:: Trecho do texto
"Outras igrejas em todo o mundo foram desafiadas ou lutaram contra o pontificado de Francisco, mas nenhuma respondeu tão agressivamente como o episcopado dos EUA", escreve Massimo Faggioli, em artigo publicado por Commonweal, 17-09-2023.
Massimo Faggioli é professor de teologia e estudos religiosos da Villanova University. Seu livro mais recente é The Oxford Handbook of Vatican II, coeditado com Catherine Clifford (Oxford UP).
O Vaticano e a Igreja Católica dos EUA têm mantido uma relação especial desde o início com a experiência política e religiosa chamada “catolicismo americano”. Mas essa relação tornou-se mais complicada e tensa ao longo do papado de Francisco. Isto foi demonstrado mais recentemente no fim de agosto, quando as observações feitas pelo Papa em Portugal durante a Jornada Mundial da Juventude foram publicadas pela revista La Civiltà Cattolica, dirigida pelos jesuítas e aprovada pelo Vaticano. “Vocês viram que nos Estados Unidos a situação não é fácil”, disse ele a um jesuíta que passou um ano sabático nos EUA. “Há uma atitude reacionária muito forte. É organizado e molda a forma como as pessoas pertencem, até mesmo emocionalmente. Gostaria de lembrar a essas pessoas que o indietrismo [o voltar atrás, ser retrospectivo] é inútil e precisamos entender que há uma evolução adequada na compreensão das questões de fé e moral”. Ele defendeu ainda a necessidade de desenvolver a doutrina, observando exemplos anteriores relativos à escravidão, armas nucleares e pena de morte. “O senhor esteve nos Estados Unidos e diz que sentiu um clima de fechamento”, disse ele ao jesuíta. “Sim, esse clima pode ser vivenciado em algumas situações. E aí você pode perder a verdadeira tradição e recorrer a ideologias em busca de apoio. Por outras palavras, a ideologia substitui a fé; ser membro de um setor da Igreja substitui ser membro da Igreja”. A reação de certos setores do catolicismo americano era previsível e, dois dias depois, a bordo do voo para a Mongólia, Francisco foi questionado sobre isso. “Eles ficaram com raiva, mas vamos em frente”, falou aos repórteres.
Grande parte desta última agitação pode ser atribuída ao estilo de Francisco: a falta de disciplina verbal, o desvio da operação de comunicação institucional do Vaticano e a personalização do governo papal. No entanto, o incidente é mais um numa longa lista de interações tensas entre Francisco e várias vozes do conservadorismo católico norte-americano, que desde muito cedo viram no papa um herege em potencial, ou pelo menos um papa que não os fez “felizes”, como disse dom Charles Chaput numa entrevista em julho de 2013. Isso foi dois meses antes da famosa entrevista de Francisco com o Pe. Antonio Spadaro em La Civiltà Cattolica, quando disse que “não podemos insistir apenas em questões relacionadas ao aborto, ao casamento gay e ao uso de métodos contraceptivos […] não é necessário falar sobre essas questões o tempo todo”.
::::
:: Material fornecido
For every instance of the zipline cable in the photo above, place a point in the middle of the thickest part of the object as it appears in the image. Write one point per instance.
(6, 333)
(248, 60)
::::
## Requisitos do exercício
**a.** Responda com base no trecho:
(i) Em que universidade Massimo Faggioli é professor?
(ii) Que revista publicou as observações feitas pelo Papa em Portugal?
(iii) Em que mês e ano dom Charles Chaput deu a entrevista citada?
**b.** Diga se cada afirmação está de acordo com o trecho:
(i) As observações do Papa foram feitas durante a Jornada Mundial da Juventude.
(ii) Francisco falou da reação aos repórteres a bordo do voo para o Japão.
(iii) The Oxford Handbook of Vatican II foi coeditado com Catherine Clifford.
**c.** Copie do trecho a passagem que começa nas palavras "Massimo Faggioli é" e termina depois de "Clifford (Oxford UP).".

## Respostas por tarefa
**a.**
(i) Na Villanova University.
(ii) La Civiltà Cattolica.
(iii) Em julho de 2013.

**b.**
(i) Sim: "as observações feitas pelo Papa em Portugal durante a Jornada Mundial da Juventude".
(ii) Não: "a bordo do voo para a Mongólia".
(iii) Sim: "coeditado com Catherine Clifford".

**c.**
Massimo Faggioli é professor de teologia e estudos religiosos da Villanova University. Seu livro mais recente é The Oxford Handbook of Vatican II, coeditado com Catherine Clifford (Oxford UP).